───── SOURCE MATERIAL
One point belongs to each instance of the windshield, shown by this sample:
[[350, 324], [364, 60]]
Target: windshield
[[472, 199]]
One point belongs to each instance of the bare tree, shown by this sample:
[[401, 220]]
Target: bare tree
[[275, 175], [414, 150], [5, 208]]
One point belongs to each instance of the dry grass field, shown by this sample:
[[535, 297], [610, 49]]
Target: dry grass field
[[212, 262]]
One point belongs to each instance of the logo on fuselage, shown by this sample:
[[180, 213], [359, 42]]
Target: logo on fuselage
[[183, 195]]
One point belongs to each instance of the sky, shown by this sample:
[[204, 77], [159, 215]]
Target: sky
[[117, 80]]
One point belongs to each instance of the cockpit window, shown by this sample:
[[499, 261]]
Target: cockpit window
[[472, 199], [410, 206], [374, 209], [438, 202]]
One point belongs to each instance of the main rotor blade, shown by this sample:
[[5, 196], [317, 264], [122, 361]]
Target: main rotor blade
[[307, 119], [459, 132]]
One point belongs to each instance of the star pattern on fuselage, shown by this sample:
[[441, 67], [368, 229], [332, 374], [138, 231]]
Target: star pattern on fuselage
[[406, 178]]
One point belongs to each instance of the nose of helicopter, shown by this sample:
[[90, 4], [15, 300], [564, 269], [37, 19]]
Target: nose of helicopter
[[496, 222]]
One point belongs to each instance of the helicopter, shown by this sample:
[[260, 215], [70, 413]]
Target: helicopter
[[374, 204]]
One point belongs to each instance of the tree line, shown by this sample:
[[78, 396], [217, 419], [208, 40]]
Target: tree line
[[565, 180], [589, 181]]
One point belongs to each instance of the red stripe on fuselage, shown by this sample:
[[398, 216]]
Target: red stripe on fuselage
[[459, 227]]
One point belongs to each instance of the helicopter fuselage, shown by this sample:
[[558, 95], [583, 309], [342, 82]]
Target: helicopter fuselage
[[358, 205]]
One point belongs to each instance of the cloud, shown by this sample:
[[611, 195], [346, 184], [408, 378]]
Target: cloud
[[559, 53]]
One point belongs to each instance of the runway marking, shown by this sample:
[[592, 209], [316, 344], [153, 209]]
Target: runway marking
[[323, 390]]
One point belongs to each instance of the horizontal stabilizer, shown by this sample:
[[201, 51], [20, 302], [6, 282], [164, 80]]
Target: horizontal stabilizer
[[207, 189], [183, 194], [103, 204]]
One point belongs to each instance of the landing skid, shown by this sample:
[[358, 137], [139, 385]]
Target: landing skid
──────────
[SET EXERCISE]
Reproduce all of the entries above, replacing every occurrence of "sample" with "reference" and leaving everything else unchanged.

[RESULT OF THIS EXERCISE]
One point belongs to each instance of the windshield, shown by this reference:
[[350, 324], [364, 60]]
Target: windshield
[[472, 199]]
One point belongs to each instance of the bare tree, shown by this reference:
[[401, 220]]
Target: bare tree
[[275, 175], [414, 150], [5, 208]]
One point belongs to each instance of the dry grass field, shown by this reference:
[[535, 297], [610, 49]]
Target: dry grass field
[[212, 262]]
One point belongs to each instance of the logo on fuselage, shown by this reference:
[[180, 213], [359, 42]]
Target: logo on fuselage
[[183, 195]]
One point belongs to each instance of the sky, shown by this reference:
[[204, 77], [159, 215]]
Target: sky
[[117, 80]]
One point belongs to each instance of the cockpit window, shown by this reference:
[[499, 261]]
Target: cockpit window
[[472, 199], [410, 206], [374, 209], [438, 202]]
One point belongs to each instance of the main rotor blade, shown by this reference:
[[5, 196], [317, 264], [122, 361]]
Target: main rotor blade
[[307, 119], [459, 132]]
One point belongs to each instance of the star pattern on fuselage, shown by this reference:
[[441, 67], [368, 229], [332, 374], [138, 231]]
Target: star pattern on fuselage
[[406, 178]]
One point belongs to each instance of the nose of helicopter, shown by this reference:
[[90, 4], [15, 300], [564, 269], [37, 19]]
Target: nose of helicopter
[[496, 222]]
One point belongs to each instance of the helicopter, shown by this reference:
[[260, 215], [70, 413]]
Target: helicopter
[[374, 204]]
One point belongs to each instance of the tree line, shown by this reference:
[[78, 396], [217, 419], [208, 40]]
Target: tree line
[[565, 180], [589, 181]]
One point belongs to each instance of the red stripe on fuselage, shown by this reference:
[[398, 216]]
Target: red stripe on fuselage
[[459, 227]]
One point belongs to each instance of the helicopter fuselage, shown by this reference:
[[558, 95], [583, 309], [342, 82]]
Target: helicopter fuselage
[[358, 205]]
One point belongs to each instance of the cloud, shown by this reference:
[[611, 195], [346, 184], [408, 378]]
Target: cloud
[[559, 53]]
One point belongs to each instance of the runway marking, shown by this reference:
[[592, 209], [316, 344], [153, 209]]
Target: runway marking
[[323, 390]]
One point belongs to each instance of the horizontal stabilizer, shown by this reference:
[[201, 51], [20, 302], [6, 282], [164, 80]]
Target: horizontal stabilizer
[[207, 189], [183, 194], [103, 204]]
One point belongs to each instance of the landing skid, shown by this reference:
[[358, 137], [139, 385]]
Target: landing skid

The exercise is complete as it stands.